▶ _Your goal_
Print out every record below, exactly as written.

"""

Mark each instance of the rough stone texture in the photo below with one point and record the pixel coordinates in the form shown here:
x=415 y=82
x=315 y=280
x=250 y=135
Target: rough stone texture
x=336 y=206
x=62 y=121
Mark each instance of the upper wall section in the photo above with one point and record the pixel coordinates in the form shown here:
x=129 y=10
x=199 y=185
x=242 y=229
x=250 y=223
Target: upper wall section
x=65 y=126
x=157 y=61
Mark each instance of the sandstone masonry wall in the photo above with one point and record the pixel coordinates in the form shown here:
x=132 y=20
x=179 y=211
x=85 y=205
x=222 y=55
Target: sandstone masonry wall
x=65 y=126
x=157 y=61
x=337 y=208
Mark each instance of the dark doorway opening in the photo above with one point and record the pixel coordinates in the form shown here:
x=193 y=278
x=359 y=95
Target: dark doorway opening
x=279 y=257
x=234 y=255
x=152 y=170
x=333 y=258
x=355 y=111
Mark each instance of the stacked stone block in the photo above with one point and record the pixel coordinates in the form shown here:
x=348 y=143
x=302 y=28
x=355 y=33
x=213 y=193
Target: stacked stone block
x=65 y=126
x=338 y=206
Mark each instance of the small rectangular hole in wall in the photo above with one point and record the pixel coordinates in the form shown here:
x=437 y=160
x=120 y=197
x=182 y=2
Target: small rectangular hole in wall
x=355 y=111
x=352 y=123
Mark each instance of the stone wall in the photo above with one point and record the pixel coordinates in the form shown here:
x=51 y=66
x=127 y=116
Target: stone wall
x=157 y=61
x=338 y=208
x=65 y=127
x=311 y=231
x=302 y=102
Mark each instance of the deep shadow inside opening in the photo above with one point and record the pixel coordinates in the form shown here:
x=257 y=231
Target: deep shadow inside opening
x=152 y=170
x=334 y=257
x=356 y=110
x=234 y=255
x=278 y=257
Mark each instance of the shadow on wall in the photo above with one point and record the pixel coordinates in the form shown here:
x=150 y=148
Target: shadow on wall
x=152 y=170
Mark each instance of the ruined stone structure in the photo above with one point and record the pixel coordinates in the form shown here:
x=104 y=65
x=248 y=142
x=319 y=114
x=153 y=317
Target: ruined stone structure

"""

▶ _Expected answer_
Mark each instance of the rough stone texture in the photo below with one point and record the pixel coordinates in the form shown here:
x=415 y=82
x=315 y=280
x=250 y=135
Target: rough stone texture
x=336 y=206
x=62 y=121
Mark each instance of the upper wall section in the photo above with one point and record the pixel coordinates in the form shown here:
x=129 y=10
x=199 y=185
x=242 y=229
x=250 y=223
Target: upper wall section
x=65 y=126
x=157 y=61
Mark each instance of the sandstone masonry wall in the photo above with one point and record the pixel coordinates in the form shown here:
x=132 y=20
x=179 y=211
x=85 y=205
x=222 y=55
Target: sandstone masonry wall
x=65 y=126
x=157 y=61
x=337 y=208
Mark each instance of the dark doorway opening in the photo above with one point and record the pixel coordinates in the form shown here:
x=193 y=278
x=359 y=95
Target: dark doorway opening
x=279 y=257
x=234 y=255
x=152 y=170
x=333 y=258
x=355 y=111
Mark each instance of the stacked stone block in the photo above with one point and record the pixel coordinates in the form shown here:
x=348 y=143
x=302 y=28
x=355 y=33
x=213 y=193
Target: stacked stone block
x=65 y=126
x=338 y=206
Mark each instance of the small rectangular hole in wall in the photo above with one point and record the pixel coordinates in the form shown here:
x=437 y=160
x=120 y=197
x=182 y=2
Target: small rectangular hole in wall
x=355 y=111
x=352 y=123
Mark each instance of the stone wall in the photo above with one point and record the pixel coordinates in the form shown here:
x=51 y=66
x=127 y=116
Target: stone wall
x=157 y=61
x=338 y=208
x=65 y=127
x=311 y=231
x=302 y=102
Mark each instance of the deep shadow inside opening in the photo above with one point and record the pixel coordinates in the form shown here:
x=257 y=231
Target: deep shadow inside opening
x=152 y=170
x=334 y=257
x=356 y=110
x=234 y=255
x=278 y=257
Mark each instance of the shadow on wall in the photo above with one point and record the pixel coordinates in the form shown here:
x=150 y=148
Target: shadow on wall
x=152 y=170
Mark each instance of the ruined stone structure in the photo above with one point and record the pixel coordinates in the form shown here:
x=104 y=65
x=248 y=142
x=319 y=114
x=153 y=317
Target: ruined stone structure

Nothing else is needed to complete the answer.